(Data listing)
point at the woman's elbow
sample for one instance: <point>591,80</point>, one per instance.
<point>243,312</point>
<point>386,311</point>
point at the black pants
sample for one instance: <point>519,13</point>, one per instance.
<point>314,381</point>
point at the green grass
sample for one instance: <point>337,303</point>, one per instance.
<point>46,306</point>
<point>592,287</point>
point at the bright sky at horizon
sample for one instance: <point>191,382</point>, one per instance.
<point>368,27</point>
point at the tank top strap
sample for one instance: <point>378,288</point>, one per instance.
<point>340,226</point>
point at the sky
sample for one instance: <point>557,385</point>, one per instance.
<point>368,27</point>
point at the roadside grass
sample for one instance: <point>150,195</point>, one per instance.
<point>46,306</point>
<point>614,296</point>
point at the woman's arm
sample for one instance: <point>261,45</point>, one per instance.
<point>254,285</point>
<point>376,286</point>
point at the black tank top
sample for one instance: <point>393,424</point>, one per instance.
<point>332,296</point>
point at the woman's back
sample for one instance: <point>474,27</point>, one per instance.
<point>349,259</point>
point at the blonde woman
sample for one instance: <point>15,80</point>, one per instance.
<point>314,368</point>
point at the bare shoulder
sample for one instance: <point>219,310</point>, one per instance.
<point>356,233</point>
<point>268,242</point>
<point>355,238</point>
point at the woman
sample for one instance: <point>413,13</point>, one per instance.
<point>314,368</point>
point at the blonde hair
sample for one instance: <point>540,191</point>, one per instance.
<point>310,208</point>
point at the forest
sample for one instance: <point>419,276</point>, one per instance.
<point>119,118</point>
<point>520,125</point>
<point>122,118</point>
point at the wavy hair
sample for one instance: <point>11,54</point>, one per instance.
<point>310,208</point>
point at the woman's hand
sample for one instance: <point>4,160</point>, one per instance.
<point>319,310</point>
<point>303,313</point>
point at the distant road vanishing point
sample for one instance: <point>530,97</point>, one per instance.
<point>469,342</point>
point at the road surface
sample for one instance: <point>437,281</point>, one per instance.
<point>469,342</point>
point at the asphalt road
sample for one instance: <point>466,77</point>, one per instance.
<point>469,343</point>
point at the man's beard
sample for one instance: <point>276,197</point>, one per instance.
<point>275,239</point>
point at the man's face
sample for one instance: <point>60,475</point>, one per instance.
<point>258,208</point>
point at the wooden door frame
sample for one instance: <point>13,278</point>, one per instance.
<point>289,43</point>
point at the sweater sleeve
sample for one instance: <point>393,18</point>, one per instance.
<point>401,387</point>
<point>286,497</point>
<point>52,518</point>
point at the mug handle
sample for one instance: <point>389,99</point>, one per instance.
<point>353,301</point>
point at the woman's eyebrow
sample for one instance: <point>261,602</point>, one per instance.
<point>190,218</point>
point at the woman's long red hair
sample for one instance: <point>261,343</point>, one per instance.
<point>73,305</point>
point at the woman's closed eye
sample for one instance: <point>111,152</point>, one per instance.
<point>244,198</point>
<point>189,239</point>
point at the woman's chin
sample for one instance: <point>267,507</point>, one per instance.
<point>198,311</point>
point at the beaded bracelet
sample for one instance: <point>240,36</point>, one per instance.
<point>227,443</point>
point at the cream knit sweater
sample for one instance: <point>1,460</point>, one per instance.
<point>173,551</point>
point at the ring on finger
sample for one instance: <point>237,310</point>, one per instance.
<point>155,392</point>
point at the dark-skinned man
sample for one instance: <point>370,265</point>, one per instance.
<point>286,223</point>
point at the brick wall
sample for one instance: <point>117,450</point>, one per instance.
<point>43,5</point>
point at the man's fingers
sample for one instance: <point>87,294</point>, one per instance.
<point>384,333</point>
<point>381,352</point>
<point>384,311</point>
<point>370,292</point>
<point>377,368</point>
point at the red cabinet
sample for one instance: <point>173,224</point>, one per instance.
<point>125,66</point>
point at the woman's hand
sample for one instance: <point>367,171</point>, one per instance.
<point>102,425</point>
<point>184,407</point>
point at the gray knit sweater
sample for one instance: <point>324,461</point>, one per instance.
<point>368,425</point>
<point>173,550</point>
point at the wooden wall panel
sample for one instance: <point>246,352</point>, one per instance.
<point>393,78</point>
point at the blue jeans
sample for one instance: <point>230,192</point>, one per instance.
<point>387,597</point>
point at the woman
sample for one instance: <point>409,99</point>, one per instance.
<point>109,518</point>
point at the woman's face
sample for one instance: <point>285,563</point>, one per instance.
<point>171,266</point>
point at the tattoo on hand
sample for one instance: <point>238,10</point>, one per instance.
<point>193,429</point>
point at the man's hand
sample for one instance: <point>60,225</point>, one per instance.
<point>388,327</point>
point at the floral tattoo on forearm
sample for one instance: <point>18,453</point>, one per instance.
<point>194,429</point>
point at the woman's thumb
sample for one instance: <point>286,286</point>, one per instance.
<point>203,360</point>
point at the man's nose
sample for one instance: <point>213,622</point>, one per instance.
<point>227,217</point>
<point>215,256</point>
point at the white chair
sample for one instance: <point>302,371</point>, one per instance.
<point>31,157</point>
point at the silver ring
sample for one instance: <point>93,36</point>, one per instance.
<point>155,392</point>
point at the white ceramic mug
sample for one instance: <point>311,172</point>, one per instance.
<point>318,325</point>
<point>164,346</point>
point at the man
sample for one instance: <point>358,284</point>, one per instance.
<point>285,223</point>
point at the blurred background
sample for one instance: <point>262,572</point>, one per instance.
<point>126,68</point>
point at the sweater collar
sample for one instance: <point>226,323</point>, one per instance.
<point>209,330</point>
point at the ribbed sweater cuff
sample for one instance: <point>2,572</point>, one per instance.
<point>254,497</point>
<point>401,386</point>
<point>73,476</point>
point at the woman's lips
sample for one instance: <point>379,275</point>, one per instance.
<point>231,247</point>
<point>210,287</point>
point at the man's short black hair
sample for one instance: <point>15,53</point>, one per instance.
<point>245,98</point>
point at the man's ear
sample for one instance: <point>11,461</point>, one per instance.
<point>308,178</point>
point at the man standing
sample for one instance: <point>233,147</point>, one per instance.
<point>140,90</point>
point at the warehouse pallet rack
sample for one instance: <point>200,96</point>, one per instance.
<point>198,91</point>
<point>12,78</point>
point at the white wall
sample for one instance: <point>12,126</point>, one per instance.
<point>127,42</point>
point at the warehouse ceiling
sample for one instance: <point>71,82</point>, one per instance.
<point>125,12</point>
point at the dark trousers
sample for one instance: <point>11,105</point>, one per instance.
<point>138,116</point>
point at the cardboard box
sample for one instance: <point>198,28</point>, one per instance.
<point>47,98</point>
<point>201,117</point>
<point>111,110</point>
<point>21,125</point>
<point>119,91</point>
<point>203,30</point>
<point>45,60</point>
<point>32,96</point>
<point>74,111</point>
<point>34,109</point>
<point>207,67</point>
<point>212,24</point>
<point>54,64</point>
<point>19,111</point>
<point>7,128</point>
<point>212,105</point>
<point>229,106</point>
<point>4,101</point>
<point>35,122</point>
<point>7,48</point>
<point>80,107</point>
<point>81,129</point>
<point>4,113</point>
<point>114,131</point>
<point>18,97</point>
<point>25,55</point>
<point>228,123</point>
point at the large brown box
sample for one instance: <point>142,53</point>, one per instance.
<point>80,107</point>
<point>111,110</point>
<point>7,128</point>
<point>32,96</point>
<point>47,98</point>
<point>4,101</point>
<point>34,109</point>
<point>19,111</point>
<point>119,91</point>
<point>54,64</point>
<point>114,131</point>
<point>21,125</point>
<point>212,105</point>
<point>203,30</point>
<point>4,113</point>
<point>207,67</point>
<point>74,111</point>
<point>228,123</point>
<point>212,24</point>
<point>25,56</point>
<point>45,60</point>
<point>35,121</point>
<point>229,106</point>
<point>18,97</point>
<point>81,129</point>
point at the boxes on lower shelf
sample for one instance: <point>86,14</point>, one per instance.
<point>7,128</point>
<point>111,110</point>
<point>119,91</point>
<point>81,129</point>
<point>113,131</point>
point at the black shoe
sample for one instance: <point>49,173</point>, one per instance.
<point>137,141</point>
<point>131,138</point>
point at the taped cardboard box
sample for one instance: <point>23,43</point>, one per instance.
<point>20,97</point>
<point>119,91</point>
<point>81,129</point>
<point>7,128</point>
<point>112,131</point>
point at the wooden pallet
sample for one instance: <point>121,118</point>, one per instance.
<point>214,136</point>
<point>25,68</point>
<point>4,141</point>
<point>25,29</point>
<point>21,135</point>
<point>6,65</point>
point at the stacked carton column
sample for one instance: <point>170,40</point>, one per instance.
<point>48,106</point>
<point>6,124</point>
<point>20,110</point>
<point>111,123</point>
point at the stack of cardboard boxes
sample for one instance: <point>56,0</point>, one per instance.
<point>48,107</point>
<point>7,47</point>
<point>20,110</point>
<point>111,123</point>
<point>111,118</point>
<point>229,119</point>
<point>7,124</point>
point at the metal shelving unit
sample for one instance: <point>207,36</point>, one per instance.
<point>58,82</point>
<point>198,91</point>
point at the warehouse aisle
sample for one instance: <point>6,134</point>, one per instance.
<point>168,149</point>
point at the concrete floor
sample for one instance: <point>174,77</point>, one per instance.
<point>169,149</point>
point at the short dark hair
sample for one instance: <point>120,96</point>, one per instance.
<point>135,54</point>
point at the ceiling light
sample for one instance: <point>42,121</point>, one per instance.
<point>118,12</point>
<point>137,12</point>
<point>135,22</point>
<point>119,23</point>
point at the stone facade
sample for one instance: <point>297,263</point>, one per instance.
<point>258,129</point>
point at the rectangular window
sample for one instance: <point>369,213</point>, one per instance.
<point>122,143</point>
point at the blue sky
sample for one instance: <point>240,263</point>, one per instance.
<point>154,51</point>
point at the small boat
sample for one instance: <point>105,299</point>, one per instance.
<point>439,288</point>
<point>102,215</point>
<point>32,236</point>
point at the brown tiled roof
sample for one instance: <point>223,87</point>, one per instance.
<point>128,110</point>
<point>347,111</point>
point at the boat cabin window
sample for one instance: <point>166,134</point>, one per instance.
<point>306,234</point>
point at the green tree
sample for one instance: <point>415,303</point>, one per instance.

• PROBLEM TO WORK ON:
Can you change "brown" to "red" in the stretch from the line containing "point at the brown tiled roof" through the line containing "<point>306,234</point>", and return only those lines with nothing else altered?

• WORKED SOLUTION:
point at the red tiled roof
sample for one instance: <point>223,87</point>, one per instance.
<point>128,110</point>
<point>347,111</point>
point at the boat cabin window
sample for one instance: <point>166,134</point>, one per instance.
<point>306,234</point>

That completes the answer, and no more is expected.